When you output the entries, begin with the first line and end with the line containing "Reviewer note: every instance of the beige", keeping each line exactly as it is.

- - - - -

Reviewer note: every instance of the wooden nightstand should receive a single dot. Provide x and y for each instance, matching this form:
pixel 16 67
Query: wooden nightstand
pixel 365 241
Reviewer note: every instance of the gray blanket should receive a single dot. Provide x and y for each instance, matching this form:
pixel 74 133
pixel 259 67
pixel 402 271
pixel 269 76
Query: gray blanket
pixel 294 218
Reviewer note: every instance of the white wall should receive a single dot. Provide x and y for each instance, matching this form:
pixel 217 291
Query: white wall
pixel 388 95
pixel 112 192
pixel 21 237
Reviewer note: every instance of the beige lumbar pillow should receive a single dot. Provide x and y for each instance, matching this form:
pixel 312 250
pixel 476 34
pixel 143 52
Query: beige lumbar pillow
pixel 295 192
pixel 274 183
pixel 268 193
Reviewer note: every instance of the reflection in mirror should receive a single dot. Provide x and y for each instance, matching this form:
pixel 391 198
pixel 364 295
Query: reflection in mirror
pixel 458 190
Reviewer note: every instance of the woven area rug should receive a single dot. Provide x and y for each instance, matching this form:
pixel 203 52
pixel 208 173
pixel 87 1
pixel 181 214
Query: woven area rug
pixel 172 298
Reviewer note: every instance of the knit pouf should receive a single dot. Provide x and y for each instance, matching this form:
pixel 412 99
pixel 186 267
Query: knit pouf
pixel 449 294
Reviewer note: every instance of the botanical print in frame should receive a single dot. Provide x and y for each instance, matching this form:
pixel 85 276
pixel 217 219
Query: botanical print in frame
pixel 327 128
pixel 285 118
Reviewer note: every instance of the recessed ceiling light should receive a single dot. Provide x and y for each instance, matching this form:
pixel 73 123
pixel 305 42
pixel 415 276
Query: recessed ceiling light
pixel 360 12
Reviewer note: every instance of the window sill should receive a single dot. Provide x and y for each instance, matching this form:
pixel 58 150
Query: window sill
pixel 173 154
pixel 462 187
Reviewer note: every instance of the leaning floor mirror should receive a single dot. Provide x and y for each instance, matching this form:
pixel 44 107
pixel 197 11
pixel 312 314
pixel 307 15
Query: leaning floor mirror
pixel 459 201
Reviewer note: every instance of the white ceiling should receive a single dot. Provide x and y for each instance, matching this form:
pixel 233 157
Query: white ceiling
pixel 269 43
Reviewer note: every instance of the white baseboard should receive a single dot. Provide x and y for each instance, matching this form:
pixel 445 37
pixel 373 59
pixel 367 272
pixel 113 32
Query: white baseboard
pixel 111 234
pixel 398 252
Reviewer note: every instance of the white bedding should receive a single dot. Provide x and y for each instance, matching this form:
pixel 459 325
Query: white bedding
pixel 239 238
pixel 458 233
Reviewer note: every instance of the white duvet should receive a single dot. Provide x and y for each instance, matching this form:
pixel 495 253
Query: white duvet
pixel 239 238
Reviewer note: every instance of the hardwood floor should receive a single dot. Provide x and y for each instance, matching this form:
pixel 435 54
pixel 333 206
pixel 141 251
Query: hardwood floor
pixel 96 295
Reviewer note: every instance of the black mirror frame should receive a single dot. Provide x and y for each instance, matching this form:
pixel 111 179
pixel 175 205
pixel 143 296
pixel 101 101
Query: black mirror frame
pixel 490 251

- - - - -

= RESPONSE FOR THIS EXERCISE =
Reviewer note: every instance of the wooden nightstand should receive a single dot. Provide x and y for each instance, matching this form:
pixel 16 67
Query: wooden nightstand
pixel 365 241
Reviewer note: every instance of the gray blanket should receive a single dot. Provide x and y for each instance, matching this form:
pixel 74 133
pixel 259 67
pixel 402 271
pixel 269 76
Query: gray blanket
pixel 294 218
Reviewer note: every instance of the white wall should receive a single dot. Provide x and y for each instance, matching this form:
pixel 217 291
Query: white wall
pixel 388 95
pixel 112 192
pixel 21 237
Reviewer note: every instance of the beige lumbar pillow should receive a single dot. Provide x and y for each instance, matching this form:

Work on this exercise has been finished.